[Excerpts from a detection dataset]
┌──
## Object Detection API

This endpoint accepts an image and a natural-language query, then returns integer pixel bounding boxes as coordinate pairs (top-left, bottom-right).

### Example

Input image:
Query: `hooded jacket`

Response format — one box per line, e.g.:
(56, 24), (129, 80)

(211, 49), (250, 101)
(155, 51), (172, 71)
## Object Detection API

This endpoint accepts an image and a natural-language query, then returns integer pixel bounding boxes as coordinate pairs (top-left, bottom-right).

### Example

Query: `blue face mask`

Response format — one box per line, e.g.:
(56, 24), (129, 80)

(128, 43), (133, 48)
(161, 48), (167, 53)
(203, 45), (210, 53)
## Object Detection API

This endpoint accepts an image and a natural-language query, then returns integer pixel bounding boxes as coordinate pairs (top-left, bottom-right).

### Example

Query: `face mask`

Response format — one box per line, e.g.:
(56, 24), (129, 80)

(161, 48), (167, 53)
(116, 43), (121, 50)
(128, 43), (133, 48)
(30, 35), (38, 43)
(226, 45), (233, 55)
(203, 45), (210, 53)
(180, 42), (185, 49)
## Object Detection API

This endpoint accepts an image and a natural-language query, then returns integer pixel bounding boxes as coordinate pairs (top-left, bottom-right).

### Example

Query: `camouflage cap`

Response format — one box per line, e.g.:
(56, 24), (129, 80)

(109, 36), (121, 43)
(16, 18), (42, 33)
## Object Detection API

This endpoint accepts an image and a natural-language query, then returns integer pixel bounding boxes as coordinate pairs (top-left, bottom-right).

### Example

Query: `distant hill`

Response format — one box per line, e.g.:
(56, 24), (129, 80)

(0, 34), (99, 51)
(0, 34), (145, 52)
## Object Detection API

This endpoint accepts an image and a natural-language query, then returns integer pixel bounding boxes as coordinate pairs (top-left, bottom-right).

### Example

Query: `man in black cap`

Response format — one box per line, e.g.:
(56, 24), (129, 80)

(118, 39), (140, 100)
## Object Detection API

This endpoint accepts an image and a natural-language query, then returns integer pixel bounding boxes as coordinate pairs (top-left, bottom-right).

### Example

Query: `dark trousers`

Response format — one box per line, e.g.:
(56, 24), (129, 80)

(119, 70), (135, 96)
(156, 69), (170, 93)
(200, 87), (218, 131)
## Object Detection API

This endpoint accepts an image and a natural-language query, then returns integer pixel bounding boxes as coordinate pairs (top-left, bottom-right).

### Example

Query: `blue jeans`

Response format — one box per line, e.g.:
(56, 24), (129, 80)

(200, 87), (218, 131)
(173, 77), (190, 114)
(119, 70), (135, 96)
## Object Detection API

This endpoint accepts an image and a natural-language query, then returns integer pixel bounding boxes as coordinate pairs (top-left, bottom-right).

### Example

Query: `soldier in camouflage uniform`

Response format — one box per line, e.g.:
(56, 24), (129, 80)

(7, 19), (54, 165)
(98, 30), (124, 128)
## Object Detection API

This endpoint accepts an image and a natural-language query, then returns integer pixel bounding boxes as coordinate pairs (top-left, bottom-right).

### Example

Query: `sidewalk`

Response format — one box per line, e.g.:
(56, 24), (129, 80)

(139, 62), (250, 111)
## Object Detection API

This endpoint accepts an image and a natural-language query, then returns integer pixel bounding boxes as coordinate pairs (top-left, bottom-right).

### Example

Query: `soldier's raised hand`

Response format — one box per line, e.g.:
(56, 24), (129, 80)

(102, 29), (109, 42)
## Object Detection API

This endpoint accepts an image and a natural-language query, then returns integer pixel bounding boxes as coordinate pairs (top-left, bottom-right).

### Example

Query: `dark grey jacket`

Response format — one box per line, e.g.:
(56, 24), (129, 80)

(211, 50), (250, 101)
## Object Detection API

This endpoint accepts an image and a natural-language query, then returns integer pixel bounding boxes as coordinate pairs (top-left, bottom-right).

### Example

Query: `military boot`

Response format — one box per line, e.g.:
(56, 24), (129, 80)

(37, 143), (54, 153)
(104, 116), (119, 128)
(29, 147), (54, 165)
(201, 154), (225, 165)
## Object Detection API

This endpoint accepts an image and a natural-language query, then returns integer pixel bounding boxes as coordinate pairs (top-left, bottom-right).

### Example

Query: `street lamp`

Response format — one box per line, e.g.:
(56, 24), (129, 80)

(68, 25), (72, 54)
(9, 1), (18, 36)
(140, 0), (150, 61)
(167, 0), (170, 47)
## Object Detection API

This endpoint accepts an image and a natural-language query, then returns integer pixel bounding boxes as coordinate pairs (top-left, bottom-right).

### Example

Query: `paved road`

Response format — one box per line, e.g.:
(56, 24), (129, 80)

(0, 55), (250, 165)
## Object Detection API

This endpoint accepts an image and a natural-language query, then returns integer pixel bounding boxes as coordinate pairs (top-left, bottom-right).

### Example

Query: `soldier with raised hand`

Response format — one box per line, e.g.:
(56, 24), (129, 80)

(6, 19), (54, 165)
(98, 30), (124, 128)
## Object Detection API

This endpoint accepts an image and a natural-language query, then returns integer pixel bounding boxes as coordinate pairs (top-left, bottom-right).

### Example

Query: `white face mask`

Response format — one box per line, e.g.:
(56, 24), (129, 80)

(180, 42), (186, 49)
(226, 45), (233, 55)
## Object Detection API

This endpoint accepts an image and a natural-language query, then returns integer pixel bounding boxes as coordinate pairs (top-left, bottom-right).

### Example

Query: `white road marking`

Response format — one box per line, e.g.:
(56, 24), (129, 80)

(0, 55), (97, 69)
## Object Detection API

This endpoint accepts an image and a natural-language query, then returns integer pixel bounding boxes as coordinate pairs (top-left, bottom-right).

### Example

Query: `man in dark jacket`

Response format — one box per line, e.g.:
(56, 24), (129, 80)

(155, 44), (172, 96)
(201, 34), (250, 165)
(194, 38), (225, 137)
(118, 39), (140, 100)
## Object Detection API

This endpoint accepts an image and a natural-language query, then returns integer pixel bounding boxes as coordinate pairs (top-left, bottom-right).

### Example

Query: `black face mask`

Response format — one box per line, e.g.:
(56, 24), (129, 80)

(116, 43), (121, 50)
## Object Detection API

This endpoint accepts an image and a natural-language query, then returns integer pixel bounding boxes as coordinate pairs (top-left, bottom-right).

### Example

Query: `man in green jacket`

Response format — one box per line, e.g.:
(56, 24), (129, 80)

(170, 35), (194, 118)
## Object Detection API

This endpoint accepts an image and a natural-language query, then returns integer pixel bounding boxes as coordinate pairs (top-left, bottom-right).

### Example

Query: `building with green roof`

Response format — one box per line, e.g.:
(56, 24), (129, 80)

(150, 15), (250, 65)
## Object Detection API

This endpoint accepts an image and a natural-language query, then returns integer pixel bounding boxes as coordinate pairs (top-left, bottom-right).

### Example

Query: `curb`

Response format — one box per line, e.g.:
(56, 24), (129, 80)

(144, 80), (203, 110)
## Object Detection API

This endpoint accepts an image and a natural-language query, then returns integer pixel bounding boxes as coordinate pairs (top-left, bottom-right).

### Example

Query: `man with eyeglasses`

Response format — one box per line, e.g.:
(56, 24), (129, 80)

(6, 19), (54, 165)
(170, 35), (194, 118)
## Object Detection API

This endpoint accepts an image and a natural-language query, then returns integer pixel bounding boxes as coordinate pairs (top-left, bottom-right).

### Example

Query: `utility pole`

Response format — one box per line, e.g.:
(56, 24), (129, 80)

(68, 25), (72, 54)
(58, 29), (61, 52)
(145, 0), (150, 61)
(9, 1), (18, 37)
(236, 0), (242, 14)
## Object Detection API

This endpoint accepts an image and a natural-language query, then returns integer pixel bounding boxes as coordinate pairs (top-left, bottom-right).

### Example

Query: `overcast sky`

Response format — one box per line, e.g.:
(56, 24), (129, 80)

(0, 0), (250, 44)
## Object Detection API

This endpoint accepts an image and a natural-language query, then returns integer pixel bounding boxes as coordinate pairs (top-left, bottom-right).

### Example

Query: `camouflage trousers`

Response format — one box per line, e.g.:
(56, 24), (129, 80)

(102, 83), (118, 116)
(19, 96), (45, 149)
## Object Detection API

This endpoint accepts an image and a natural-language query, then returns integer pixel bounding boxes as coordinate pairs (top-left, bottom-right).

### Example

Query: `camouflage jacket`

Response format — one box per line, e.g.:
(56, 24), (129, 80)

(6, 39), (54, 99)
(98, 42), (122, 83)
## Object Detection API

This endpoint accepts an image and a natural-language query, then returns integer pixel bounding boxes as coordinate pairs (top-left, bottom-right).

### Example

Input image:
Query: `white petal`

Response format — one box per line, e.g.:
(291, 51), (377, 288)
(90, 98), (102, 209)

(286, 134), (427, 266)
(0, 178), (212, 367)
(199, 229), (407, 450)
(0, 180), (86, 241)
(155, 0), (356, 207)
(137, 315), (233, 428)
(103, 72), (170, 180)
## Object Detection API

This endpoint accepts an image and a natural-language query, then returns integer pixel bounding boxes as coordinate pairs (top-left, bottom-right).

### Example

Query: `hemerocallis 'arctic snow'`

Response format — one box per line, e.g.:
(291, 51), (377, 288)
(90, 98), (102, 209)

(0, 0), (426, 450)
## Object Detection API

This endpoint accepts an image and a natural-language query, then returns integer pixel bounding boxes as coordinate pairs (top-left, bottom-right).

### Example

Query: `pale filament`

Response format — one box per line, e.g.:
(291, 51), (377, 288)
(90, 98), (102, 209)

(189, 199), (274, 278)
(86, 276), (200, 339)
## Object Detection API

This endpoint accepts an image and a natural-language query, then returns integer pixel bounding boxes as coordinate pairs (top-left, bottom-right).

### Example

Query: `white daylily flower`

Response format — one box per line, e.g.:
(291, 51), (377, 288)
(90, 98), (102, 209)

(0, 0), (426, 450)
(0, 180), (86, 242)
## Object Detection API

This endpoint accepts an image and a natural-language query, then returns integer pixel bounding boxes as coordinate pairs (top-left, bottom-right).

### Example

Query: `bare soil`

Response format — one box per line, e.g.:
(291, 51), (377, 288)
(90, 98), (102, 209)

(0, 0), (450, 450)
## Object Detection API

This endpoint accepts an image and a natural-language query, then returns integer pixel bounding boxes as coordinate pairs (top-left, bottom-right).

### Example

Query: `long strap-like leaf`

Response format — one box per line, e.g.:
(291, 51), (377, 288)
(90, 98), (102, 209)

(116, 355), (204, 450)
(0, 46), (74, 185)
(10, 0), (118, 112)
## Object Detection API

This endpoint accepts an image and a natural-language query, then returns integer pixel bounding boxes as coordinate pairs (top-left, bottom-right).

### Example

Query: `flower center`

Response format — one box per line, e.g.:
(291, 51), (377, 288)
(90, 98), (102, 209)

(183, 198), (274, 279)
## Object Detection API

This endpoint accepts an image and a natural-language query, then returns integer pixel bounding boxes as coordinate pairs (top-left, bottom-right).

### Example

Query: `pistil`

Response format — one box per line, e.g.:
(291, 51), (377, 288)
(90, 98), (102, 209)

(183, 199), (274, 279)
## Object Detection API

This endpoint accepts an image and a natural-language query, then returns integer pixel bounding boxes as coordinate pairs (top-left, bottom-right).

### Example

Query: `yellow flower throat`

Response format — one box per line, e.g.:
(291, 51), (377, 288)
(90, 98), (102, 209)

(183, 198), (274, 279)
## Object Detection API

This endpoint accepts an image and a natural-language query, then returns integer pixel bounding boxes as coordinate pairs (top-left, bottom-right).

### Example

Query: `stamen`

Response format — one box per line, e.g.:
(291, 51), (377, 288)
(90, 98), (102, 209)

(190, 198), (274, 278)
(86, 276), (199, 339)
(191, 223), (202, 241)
└──
> **Requirement**
Copy the records from their first line through the line with "(155, 51), (172, 71)", replacing "hooded jacket" with "leather jacket" and leaving everything else unchanged.

> **Task result**
## Object Detection API

This endpoint accepts an image and a natural-language query, then returns integer pixel bounding boxes as coordinate pairs (top-left, bottom-right).

### Example

Input image:
Query: `leather jacket`

Response format — one box per line, e.g.:
(56, 24), (129, 80)

(211, 49), (250, 101)
(155, 51), (172, 71)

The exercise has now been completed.